**What you need to do:** Pick out each line of the records below that contains the string "purple", and copy those lines. Matching is case-sensitive.
(begin)
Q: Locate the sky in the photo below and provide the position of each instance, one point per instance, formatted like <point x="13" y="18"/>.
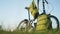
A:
<point x="13" y="11"/>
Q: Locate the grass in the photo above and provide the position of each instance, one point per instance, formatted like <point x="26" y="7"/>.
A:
<point x="18" y="32"/>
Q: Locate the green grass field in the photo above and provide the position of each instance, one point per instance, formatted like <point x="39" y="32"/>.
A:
<point x="18" y="32"/>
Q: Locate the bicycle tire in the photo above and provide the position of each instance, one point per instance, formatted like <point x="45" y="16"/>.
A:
<point x="57" y="21"/>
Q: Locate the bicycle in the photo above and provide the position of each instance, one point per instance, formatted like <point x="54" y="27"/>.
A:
<point x="49" y="17"/>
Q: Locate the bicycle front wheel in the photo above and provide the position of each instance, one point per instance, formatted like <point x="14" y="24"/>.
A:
<point x="54" y="23"/>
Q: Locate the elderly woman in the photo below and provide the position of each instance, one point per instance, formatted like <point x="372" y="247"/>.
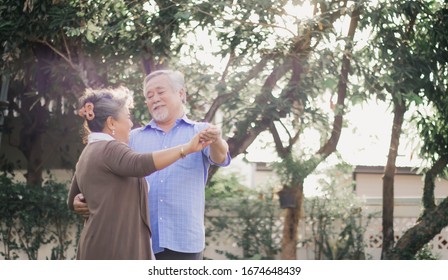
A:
<point x="111" y="177"/>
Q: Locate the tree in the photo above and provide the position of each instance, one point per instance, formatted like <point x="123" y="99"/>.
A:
<point x="433" y="130"/>
<point x="401" y="56"/>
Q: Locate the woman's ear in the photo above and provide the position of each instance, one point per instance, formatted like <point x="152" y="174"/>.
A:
<point x="183" y="95"/>
<point x="110" y="123"/>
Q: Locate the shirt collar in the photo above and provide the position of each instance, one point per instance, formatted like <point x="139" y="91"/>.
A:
<point x="99" y="136"/>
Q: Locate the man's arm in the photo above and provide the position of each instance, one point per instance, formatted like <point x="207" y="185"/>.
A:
<point x="218" y="147"/>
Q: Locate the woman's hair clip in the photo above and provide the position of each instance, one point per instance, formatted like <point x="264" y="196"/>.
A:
<point x="87" y="111"/>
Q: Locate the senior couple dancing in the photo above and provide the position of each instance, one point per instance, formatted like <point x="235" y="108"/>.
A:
<point x="169" y="158"/>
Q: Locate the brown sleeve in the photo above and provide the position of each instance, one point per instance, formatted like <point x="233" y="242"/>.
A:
<point x="74" y="190"/>
<point x="123" y="161"/>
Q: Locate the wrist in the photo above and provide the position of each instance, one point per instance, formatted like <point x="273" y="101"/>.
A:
<point x="183" y="152"/>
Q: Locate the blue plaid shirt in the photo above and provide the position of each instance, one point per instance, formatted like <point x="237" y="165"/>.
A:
<point x="177" y="192"/>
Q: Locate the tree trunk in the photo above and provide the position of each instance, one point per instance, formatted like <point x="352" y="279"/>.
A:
<point x="432" y="221"/>
<point x="388" y="180"/>
<point x="290" y="227"/>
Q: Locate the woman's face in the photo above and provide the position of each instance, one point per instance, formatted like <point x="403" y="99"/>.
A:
<point x="123" y="126"/>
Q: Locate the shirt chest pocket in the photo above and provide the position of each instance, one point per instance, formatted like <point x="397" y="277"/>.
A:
<point x="190" y="162"/>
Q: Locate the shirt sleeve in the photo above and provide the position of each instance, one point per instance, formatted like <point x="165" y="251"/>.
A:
<point x="121" y="160"/>
<point x="74" y="190"/>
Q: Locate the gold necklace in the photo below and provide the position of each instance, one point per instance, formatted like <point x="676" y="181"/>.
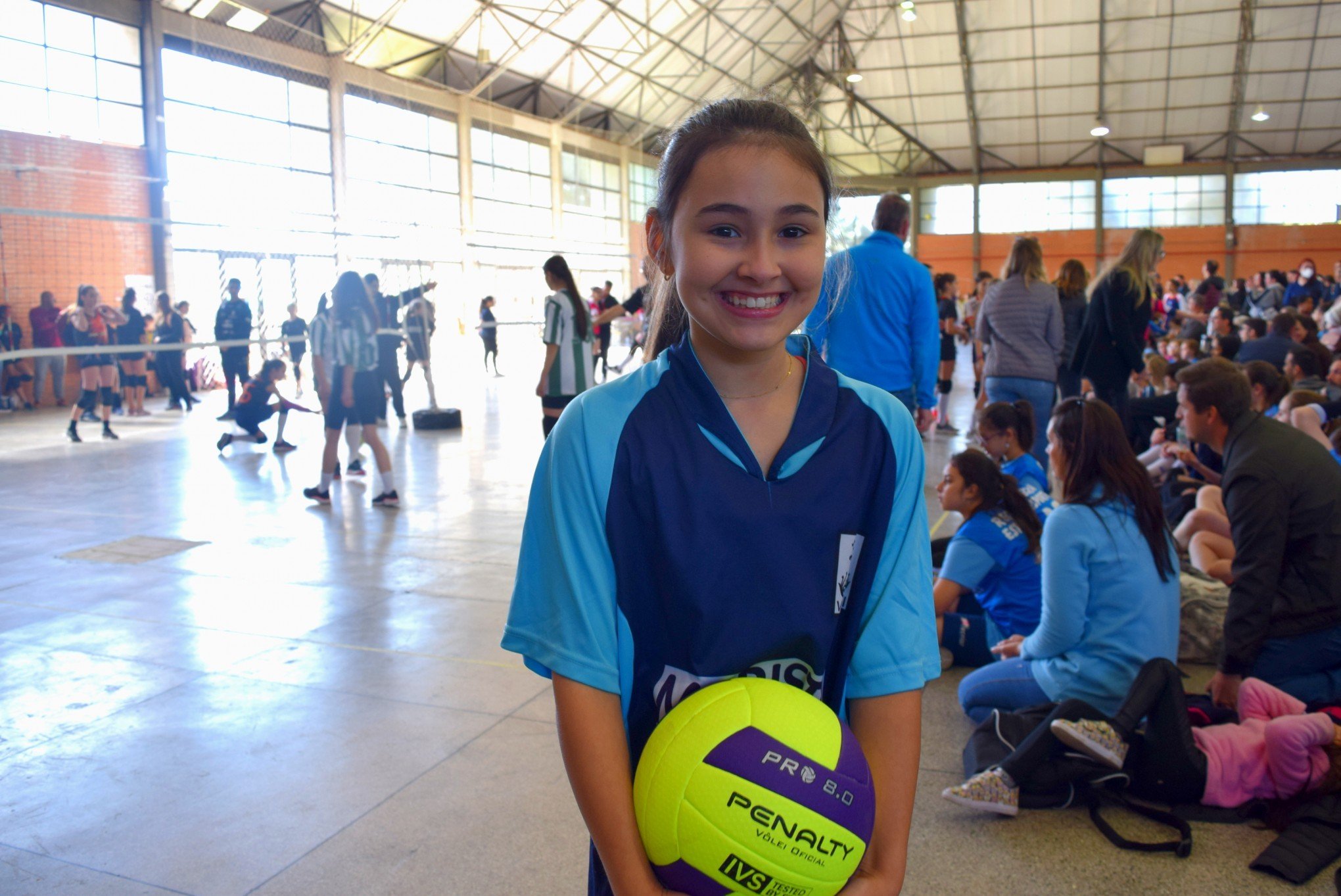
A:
<point x="766" y="392"/>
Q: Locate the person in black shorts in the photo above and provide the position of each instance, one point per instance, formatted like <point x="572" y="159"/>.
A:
<point x="295" y="326"/>
<point x="947" y="295"/>
<point x="90" y="323"/>
<point x="488" y="332"/>
<point x="133" y="365"/>
<point x="254" y="408"/>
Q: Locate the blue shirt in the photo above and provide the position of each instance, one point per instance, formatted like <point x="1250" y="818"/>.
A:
<point x="1105" y="609"/>
<point x="657" y="557"/>
<point x="882" y="325"/>
<point x="1033" y="483"/>
<point x="990" y="555"/>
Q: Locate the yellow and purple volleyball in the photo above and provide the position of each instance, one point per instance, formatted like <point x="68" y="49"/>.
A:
<point x="754" y="786"/>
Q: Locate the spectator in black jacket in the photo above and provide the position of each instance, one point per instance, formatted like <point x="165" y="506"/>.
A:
<point x="1275" y="345"/>
<point x="1114" y="333"/>
<point x="1282" y="492"/>
<point x="389" y="344"/>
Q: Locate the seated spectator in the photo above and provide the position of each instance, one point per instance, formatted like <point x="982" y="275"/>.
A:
<point x="1282" y="494"/>
<point x="1276" y="751"/>
<point x="1226" y="346"/>
<point x="1276" y="345"/>
<point x="1111" y="588"/>
<point x="1301" y="369"/>
<point x="1266" y="385"/>
<point x="989" y="585"/>
<point x="1006" y="434"/>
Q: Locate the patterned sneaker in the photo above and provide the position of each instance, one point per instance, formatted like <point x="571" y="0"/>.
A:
<point x="986" y="790"/>
<point x="1096" y="740"/>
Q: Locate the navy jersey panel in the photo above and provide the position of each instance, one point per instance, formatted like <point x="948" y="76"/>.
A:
<point x="746" y="569"/>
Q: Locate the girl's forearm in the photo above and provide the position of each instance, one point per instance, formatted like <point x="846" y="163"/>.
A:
<point x="596" y="755"/>
<point x="889" y="732"/>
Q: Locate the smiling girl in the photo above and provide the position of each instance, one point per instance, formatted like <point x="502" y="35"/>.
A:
<point x="732" y="507"/>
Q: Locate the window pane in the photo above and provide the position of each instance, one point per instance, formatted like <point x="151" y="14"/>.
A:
<point x="22" y="19"/>
<point x="120" y="124"/>
<point x="309" y="105"/>
<point x="74" y="116"/>
<point x="23" y="109"/>
<point x="69" y="30"/>
<point x="116" y="41"/>
<point x="118" y="82"/>
<point x="72" y="73"/>
<point x="23" y="63"/>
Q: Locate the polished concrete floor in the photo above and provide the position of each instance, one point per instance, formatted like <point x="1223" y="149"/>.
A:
<point x="210" y="687"/>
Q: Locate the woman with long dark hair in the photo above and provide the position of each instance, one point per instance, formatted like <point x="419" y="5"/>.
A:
<point x="170" y="327"/>
<point x="567" y="344"/>
<point x="356" y="394"/>
<point x="990" y="581"/>
<point x="1111" y="588"/>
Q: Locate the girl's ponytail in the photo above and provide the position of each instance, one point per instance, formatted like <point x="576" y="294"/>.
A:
<point x="999" y="490"/>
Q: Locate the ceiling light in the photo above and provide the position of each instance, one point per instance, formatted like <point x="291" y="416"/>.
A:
<point x="247" y="20"/>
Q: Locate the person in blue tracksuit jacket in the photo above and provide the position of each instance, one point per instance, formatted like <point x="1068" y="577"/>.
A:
<point x="990" y="584"/>
<point x="735" y="507"/>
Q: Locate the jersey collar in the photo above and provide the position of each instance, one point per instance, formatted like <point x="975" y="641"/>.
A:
<point x="814" y="411"/>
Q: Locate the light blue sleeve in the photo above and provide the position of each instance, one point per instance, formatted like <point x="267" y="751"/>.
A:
<point x="897" y="648"/>
<point x="563" y="615"/>
<point x="926" y="337"/>
<point x="1065" y="584"/>
<point x="817" y="322"/>
<point x="966" y="563"/>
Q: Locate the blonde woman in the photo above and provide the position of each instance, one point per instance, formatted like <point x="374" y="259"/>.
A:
<point x="1021" y="327"/>
<point x="1114" y="333"/>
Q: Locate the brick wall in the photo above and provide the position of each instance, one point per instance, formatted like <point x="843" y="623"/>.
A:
<point x="50" y="252"/>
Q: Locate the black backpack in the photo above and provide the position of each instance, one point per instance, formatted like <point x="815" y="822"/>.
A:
<point x="1070" y="780"/>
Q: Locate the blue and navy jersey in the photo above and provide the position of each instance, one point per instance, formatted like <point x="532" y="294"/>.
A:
<point x="1033" y="483"/>
<point x="990" y="555"/>
<point x="657" y="557"/>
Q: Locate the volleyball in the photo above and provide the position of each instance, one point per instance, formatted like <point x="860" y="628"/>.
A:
<point x="754" y="786"/>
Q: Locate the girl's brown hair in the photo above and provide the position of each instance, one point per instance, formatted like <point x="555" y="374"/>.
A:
<point x="727" y="122"/>
<point x="1071" y="278"/>
<point x="999" y="490"/>
<point x="1100" y="469"/>
<point x="1026" y="259"/>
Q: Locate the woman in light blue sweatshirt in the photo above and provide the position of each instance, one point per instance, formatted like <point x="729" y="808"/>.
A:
<point x="1111" y="589"/>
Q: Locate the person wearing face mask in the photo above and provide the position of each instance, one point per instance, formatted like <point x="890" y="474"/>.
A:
<point x="1308" y="285"/>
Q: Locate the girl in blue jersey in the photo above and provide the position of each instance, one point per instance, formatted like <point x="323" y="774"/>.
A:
<point x="991" y="559"/>
<point x="732" y="507"/>
<point x="1006" y="433"/>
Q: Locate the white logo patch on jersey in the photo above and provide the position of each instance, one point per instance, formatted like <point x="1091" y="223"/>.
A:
<point x="849" y="552"/>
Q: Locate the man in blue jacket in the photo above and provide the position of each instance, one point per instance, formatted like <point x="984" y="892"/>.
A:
<point x="876" y="316"/>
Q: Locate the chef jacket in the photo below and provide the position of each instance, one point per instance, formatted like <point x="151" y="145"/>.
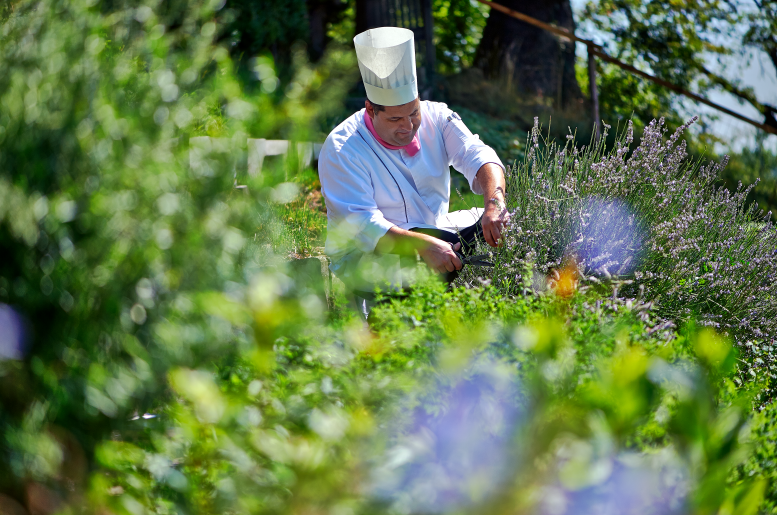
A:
<point x="369" y="188"/>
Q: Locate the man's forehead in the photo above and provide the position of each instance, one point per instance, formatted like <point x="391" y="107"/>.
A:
<point x="402" y="110"/>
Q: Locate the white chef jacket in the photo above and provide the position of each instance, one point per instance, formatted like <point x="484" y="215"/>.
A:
<point x="369" y="188"/>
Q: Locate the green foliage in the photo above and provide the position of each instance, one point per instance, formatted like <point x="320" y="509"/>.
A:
<point x="175" y="364"/>
<point x="458" y="25"/>
<point x="756" y="166"/>
<point x="649" y="216"/>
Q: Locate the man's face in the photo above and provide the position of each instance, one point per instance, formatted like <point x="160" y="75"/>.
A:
<point x="396" y="125"/>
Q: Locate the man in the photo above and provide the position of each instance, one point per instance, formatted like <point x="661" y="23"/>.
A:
<point x="385" y="175"/>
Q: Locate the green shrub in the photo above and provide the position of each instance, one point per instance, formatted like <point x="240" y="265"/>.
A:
<point x="171" y="363"/>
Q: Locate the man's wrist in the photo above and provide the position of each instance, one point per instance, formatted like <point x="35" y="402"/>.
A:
<point x="497" y="203"/>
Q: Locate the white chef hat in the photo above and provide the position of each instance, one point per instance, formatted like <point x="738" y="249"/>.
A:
<point x="387" y="62"/>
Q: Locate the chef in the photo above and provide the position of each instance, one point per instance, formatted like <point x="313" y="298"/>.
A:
<point x="385" y="176"/>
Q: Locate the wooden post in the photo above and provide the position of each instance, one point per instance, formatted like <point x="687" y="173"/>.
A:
<point x="426" y="6"/>
<point x="594" y="91"/>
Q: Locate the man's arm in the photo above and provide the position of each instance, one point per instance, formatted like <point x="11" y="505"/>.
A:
<point x="436" y="253"/>
<point x="492" y="181"/>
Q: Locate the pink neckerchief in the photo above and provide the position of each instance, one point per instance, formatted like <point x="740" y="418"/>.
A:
<point x="411" y="148"/>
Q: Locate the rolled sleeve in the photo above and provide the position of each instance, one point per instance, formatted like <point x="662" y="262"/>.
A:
<point x="466" y="151"/>
<point x="353" y="217"/>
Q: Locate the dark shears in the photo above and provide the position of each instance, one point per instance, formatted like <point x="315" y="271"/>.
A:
<point x="479" y="260"/>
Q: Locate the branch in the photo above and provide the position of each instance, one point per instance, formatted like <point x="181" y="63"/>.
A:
<point x="768" y="111"/>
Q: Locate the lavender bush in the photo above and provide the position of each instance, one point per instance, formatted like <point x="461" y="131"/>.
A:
<point x="649" y="221"/>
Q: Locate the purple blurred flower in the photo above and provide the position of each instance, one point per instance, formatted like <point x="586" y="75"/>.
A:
<point x="460" y="455"/>
<point x="13" y="334"/>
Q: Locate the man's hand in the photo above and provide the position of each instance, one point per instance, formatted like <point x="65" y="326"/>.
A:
<point x="493" y="222"/>
<point x="436" y="253"/>
<point x="440" y="256"/>
<point x="492" y="181"/>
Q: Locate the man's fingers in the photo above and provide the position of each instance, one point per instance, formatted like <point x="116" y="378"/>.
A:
<point x="488" y="235"/>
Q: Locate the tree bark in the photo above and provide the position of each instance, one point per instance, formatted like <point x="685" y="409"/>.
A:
<point x="528" y="58"/>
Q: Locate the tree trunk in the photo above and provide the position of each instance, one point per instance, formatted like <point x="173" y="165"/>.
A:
<point x="528" y="58"/>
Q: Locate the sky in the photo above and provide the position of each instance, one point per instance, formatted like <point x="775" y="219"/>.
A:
<point x="755" y="71"/>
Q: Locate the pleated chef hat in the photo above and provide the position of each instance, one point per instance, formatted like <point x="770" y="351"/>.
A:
<point x="387" y="63"/>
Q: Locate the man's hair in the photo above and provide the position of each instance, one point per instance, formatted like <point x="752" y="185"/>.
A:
<point x="376" y="107"/>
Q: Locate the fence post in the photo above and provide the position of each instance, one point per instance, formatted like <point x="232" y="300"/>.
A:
<point x="593" y="89"/>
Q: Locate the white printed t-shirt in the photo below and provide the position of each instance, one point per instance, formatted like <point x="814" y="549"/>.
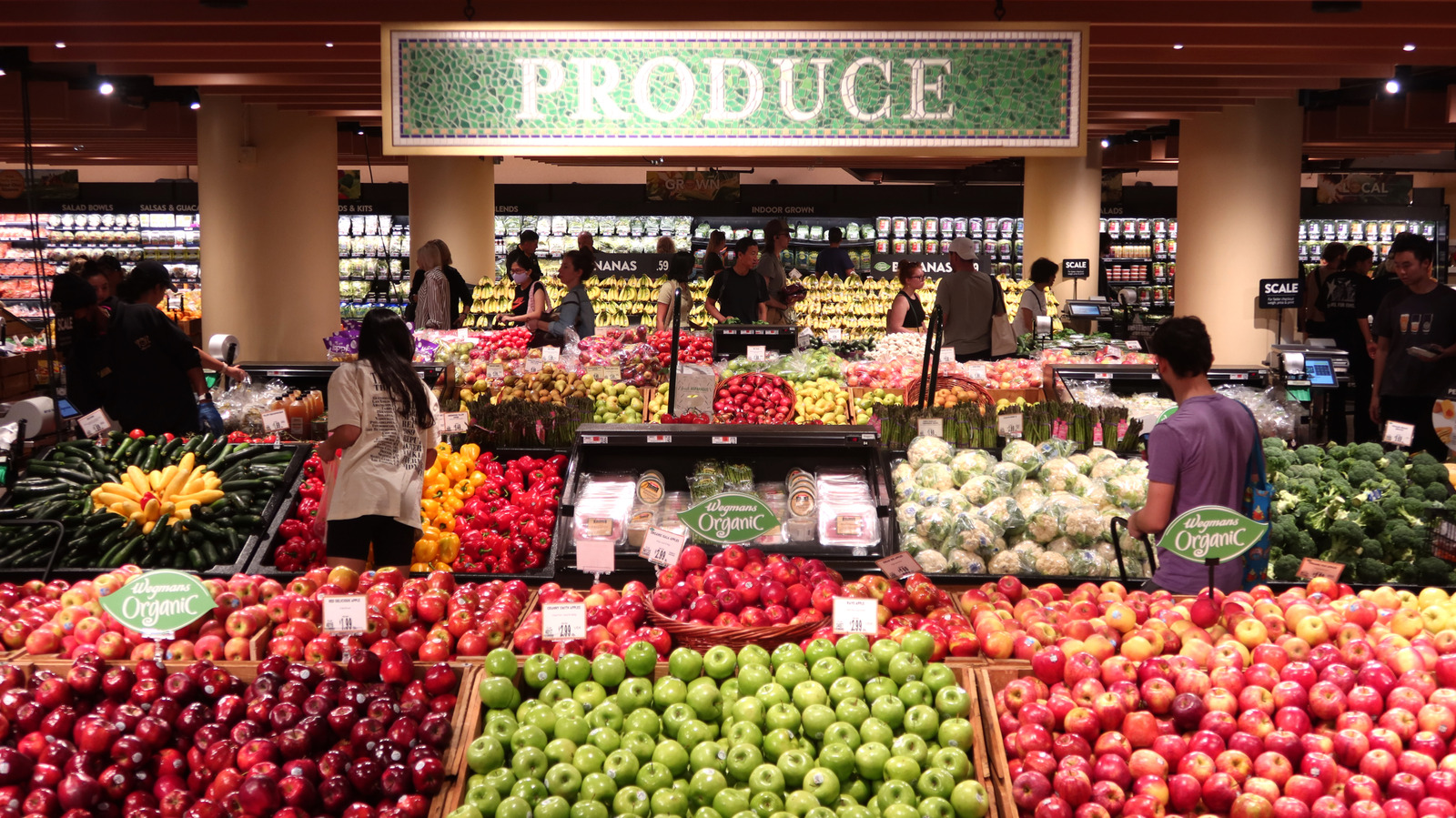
(end)
**Expected answer:**
Q: Locate the yellow and purple volleyball in the photo above and provide the position of each instance, one point per instance, formatted like <point x="68" y="49"/>.
Q: Locate the purple blurred flower in the photo above and provide the position of each instance, one point per instance, formatted like <point x="586" y="75"/>.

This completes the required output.